Texto da página
O surpreendente bolero Te Quiero - e há quantos anos Elza não gravava um - foi feito a partir de uma carta de amor escrita pela cantora para um namorado - um grande momento vocal da cantora no disco. Elza nunca enviou os versos para o remetente.

Eis-me aqui rainha africana/Brazuca sul-americana/Poderosa no meu trono

Letra que Rita Lee escreveu para Elza

Produzido por Rafael Ramos, com direção artística de Pedro Loureiro, No Tempo da Intolerância ainda traz Elza lida por Rita Lee, em uma de suas últimas composições. Para a cantora, Rita escreveu e Roberto de Carvalho musicou Rainha Africana. “Eis-me aqui rainha africana/Brazuca sul-americana/Poderosa no meu trono”, diz a letra que Rita Lee afirmou ter “baixado” em 10 minutos.

Instruções
a) Responda com base no texto da página:
(i) A partir de quê foi feito o bolero Te Quiero?
(ii) Quem produziu No Tempo da Intolerância?
(iii) Em quanto tempo Rita Lee afirmou ter "baixado" a letra de Rainha Africana?
b) Transcreva do texto da página o trecho começando em "O surpreendente bolero" e seguindo até "para o remetente.".

Dados para análise
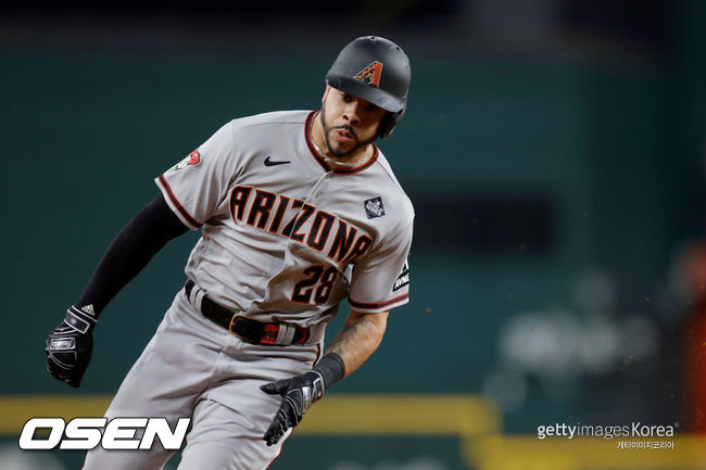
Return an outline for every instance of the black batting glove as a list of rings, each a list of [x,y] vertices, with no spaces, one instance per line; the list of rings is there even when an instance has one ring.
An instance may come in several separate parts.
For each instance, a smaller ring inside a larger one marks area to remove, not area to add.
[[[45,348],[49,373],[76,389],[80,386],[93,352],[93,328],[98,318],[89,312],[72,305],[64,321],[49,333]]]
[[[299,424],[308,407],[324,396],[324,377],[316,370],[310,370],[303,376],[267,383],[260,390],[282,397],[282,403],[263,436],[269,446],[277,444],[289,428]]]

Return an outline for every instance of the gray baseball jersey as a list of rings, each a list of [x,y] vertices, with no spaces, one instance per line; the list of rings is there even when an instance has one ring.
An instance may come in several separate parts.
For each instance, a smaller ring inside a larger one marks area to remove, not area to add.
[[[316,114],[231,120],[155,180],[187,226],[203,227],[187,276],[261,321],[329,321],[346,297],[363,313],[408,302],[412,203],[377,147],[330,170],[311,140]]]

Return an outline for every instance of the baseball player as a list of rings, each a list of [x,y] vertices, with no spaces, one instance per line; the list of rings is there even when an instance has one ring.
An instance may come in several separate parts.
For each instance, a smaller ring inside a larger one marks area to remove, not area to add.
[[[374,141],[404,114],[409,79],[400,47],[357,38],[328,72],[319,111],[234,119],[157,177],[161,193],[49,334],[49,372],[79,386],[105,305],[166,242],[201,229],[184,289],[105,416],[191,418],[181,470],[268,467],[408,302],[414,212]],[[84,468],[159,469],[173,453],[97,447]]]

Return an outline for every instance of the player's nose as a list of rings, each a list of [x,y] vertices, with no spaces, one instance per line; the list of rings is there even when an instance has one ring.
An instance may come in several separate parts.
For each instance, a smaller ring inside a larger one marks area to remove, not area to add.
[[[343,109],[343,118],[352,125],[356,125],[361,122],[361,116],[358,115],[360,103],[356,100],[346,103]]]

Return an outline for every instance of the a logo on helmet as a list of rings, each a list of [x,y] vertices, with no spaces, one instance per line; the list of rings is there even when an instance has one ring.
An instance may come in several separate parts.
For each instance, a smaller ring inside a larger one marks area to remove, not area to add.
[[[355,79],[361,80],[364,84],[367,82],[373,87],[380,86],[380,76],[382,75],[382,62],[375,61],[371,64],[367,65],[361,72],[355,74]]]

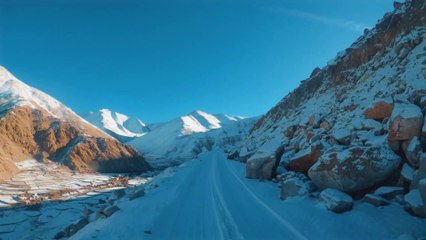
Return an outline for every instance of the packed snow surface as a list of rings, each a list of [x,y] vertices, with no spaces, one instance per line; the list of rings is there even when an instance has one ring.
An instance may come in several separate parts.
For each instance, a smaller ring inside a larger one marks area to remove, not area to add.
[[[335,214],[318,200],[279,199],[271,182],[245,178],[241,163],[214,150],[168,169],[143,198],[90,223],[72,239],[397,239],[426,234],[401,206],[359,201]]]

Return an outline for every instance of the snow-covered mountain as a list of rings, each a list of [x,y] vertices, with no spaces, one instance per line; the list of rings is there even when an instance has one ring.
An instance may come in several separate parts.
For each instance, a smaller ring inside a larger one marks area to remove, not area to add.
[[[0,180],[15,162],[50,159],[80,172],[143,171],[140,154],[0,66]]]
[[[127,142],[135,137],[143,136],[149,131],[147,125],[140,119],[112,112],[109,109],[89,112],[83,117],[121,142]]]
[[[149,125],[149,132],[129,144],[143,152],[152,165],[166,166],[192,159],[213,145],[237,146],[253,123],[254,118],[197,110],[169,122]]]
[[[249,178],[286,168],[320,189],[404,187],[411,211],[425,215],[426,2],[394,7],[259,119],[241,152]]]

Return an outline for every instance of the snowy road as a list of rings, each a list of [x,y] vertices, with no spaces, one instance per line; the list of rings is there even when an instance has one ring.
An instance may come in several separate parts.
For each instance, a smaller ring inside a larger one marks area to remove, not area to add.
[[[312,200],[281,201],[275,184],[244,178],[244,165],[218,151],[166,172],[157,184],[75,239],[392,239],[407,229],[425,232],[424,220],[395,207],[357,204],[336,215]]]

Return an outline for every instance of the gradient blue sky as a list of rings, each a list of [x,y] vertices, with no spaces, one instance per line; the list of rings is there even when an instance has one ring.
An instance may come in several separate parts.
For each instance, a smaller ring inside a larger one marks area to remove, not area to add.
[[[265,113],[390,0],[0,0],[0,64],[78,113]]]

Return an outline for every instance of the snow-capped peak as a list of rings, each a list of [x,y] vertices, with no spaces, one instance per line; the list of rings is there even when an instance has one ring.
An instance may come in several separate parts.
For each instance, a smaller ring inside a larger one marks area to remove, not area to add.
[[[140,137],[149,131],[146,124],[141,120],[109,109],[90,112],[84,115],[84,118],[122,141]]]
[[[18,80],[3,66],[0,66],[0,100],[2,108],[28,106],[45,110],[59,119],[89,124],[55,98]]]

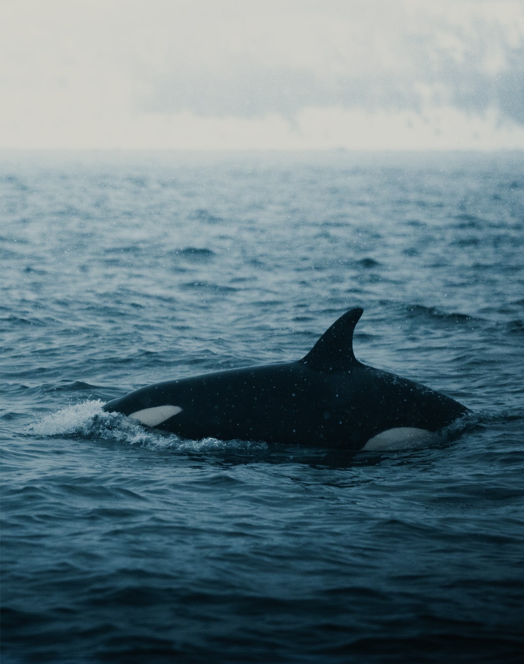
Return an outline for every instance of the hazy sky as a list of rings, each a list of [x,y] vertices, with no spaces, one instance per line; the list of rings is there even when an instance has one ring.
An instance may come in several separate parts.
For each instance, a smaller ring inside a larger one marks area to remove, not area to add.
[[[0,0],[0,147],[524,149],[524,0]]]

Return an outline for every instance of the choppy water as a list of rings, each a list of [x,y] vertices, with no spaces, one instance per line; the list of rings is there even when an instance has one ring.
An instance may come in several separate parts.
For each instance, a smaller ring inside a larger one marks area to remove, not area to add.
[[[524,158],[5,153],[3,662],[520,661]],[[357,357],[478,414],[344,454],[103,414]]]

Respostas
a)
(i) A partir de uma carta de amor escrita pela cantora para um namorado.
(ii) Rafael Ramos.
(iii) Em 10 minutos.

b)
O surpreendente bolero Te Quiero - e há quantos anos Elza não gravava um - foi feito a partir de uma carta de amor escrita pela cantora para um namorado - um grande momento vocal da cantora no disco. Elza nunca enviou os versos para o remetente.